FRAGMENTO SELECCIONADO:

● ● ● ● ●

LA SUPERSTICIÓN DEMOCRÁTICA
Con seguridad a las generaciones futuras, cuando juzguen a nuestra
época, les costará muchísimo no reírse a carcajadas de aquellas supersticiones
en las cuales hoy en día se cree de manera dogmática y fervorosa aceptándose
como verdades irrebatibles lo que no son sino cosas absurdas y fácilmente
refutables por parte del sentido común más elemental.
Les sucederá a ellos algo parecido a la gracia que nos causan aquellas
tribus primitivas que, haciendo tronar el tambor, están convencidas de que
hacen llover a raudales agua de los cielos.
Hoy en día rige la religión democrática la cual, a diferencia de otras
que creen en entidades trascendentes, tiene una fe ciega y fanática en cosas de
carácter inmanente aunque no por ello menos abstractas como ser la famosa
‘voluntad del pueblo soberano’. El demócrata está convencido -y en función de
ello dispuesto a perseguir con duras inquisiciones a quien cree en lo
contrario- que en el fondo los seres humanos son iguales y que las que aparecen
en cambio como desigualdades son el producto de circunstancias de hecho y de
‘injusticias’ violatorias de un derecho sacro que se encuentra inscripto en la
naturaleza de cada uno en razón de una milagrosa y sabia ley preexistente. Y
que el mejor modo de hacer brotar tal igualdad esencial postergada y
‘reprimida’ es a través de un rito colectivo propiciatorio que es el voto
universal en donde, debido al carácter sagrado del mismo, esto es una cierta
armonía preestablecida que lo rige, de la misma manera que un dios que gobierna
sabiamente el universo resolviendo en forma positiva sus contradicciones más
agudas, se hace en modo tal que la ignorancia y el desconocimiento de la partes sobre temas
esenciales relativos a las grandes cuestiones del Estado se conviertan en
cambio en sabias y atinadas decisiones, del mismo modo que dejando actuar al
mercado ‘libremente’ los egoísmos singulares se convierten sin más en acciones
de bonanza y bienestar universal.

● ● ● ● ●

MATERIAL EXTRAÍDO:
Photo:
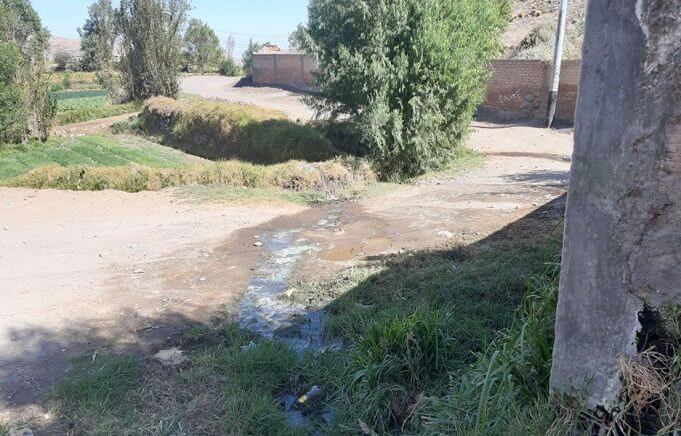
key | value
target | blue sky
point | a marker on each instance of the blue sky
(262, 20)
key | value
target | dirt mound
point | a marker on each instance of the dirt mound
(531, 33)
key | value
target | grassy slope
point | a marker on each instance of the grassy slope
(16, 160)
(411, 327)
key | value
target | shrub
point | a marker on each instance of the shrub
(226, 131)
(229, 68)
(13, 109)
(412, 83)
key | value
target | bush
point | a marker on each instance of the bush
(411, 84)
(233, 131)
(229, 68)
(13, 108)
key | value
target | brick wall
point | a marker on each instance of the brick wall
(283, 69)
(518, 88)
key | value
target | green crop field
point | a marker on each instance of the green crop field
(79, 106)
(16, 160)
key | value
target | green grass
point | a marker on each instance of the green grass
(454, 341)
(234, 131)
(132, 164)
(87, 151)
(86, 105)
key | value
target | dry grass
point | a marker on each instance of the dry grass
(326, 177)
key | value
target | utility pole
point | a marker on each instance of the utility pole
(557, 60)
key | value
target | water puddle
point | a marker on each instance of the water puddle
(267, 307)
(273, 309)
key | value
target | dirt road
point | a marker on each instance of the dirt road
(224, 88)
(82, 271)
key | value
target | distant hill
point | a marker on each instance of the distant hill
(531, 33)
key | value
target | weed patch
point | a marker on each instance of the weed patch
(232, 131)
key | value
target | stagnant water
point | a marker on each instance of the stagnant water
(268, 309)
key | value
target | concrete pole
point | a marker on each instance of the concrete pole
(557, 60)
(622, 243)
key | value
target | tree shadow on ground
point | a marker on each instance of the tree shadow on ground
(479, 284)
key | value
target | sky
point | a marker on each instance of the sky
(262, 20)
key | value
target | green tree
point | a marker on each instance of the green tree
(63, 59)
(20, 27)
(229, 68)
(151, 33)
(247, 57)
(409, 73)
(13, 109)
(97, 37)
(201, 46)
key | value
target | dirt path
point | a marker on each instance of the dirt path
(224, 88)
(85, 270)
(81, 269)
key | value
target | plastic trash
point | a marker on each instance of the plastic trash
(311, 394)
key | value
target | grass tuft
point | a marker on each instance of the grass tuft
(233, 131)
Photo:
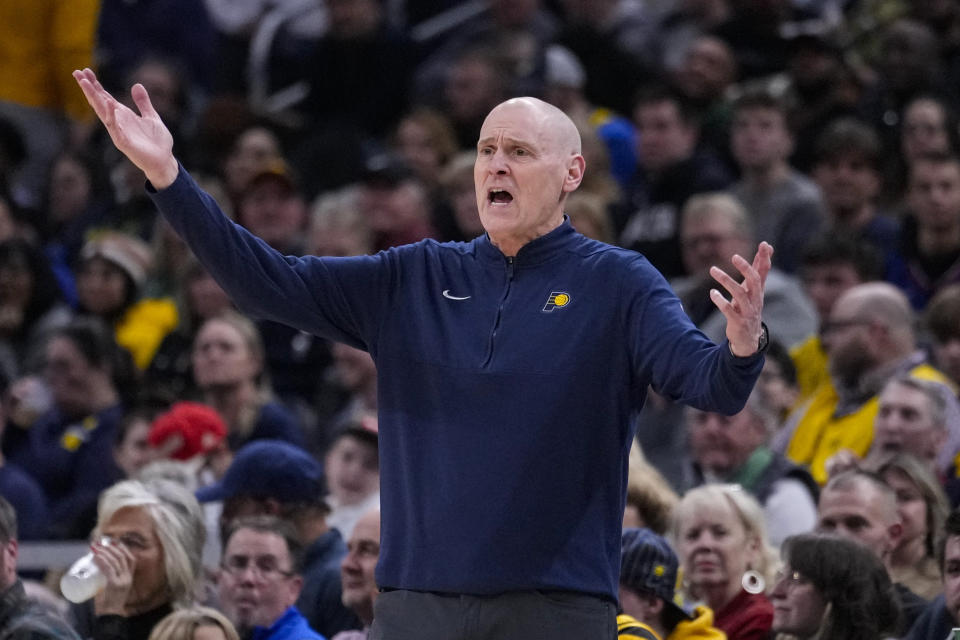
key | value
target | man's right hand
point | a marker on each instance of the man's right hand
(143, 138)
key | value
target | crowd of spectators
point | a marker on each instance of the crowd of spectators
(828, 128)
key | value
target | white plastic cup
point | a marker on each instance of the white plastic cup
(84, 579)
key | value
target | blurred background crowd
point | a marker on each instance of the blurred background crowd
(828, 128)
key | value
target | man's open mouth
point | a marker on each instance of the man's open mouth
(499, 196)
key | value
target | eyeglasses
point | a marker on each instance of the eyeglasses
(790, 578)
(265, 567)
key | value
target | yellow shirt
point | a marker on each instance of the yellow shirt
(41, 43)
(144, 326)
(820, 433)
(810, 359)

● ● ● ● ●

TAREAS DEL EJERCICIO:
1. Según el fragmento sobre la superstición democrática, ¿de qué están convencidas las tribus primitivas cuando hacen tronar el tambor?
2. Transcribe del fragmento sobre la superstición democrática el pasaje que va desde "LA SUPERSTICIÓN DEMOCRÁTICA" hasta "de los cielos.".

RESPUESTAS ESPERADAS:
1. De que hacen llover a raudales agua de los cielos.

2.
LA SUPERSTICIÓN DEMOCRÁTICA
Con seguridad a las generaciones futuras, cuando juzguen a nuestra
época, les costará muchísimo no reírse a carcajadas de aquellas supersticiones
en las cuales hoy en día se cree de manera dogmática y fervorosa aceptándose
como verdades irrebatibles lo que no son sino cosas absurdas y fácilmente
refutables por parte del sentido común más elemental.
Les sucederá a ellos algo parecido a la gracia que nos causan aquellas
tribus primitivas que, haciendo tronar el tambor, están convencidas de que
hacen llover a raudales agua de los cielos.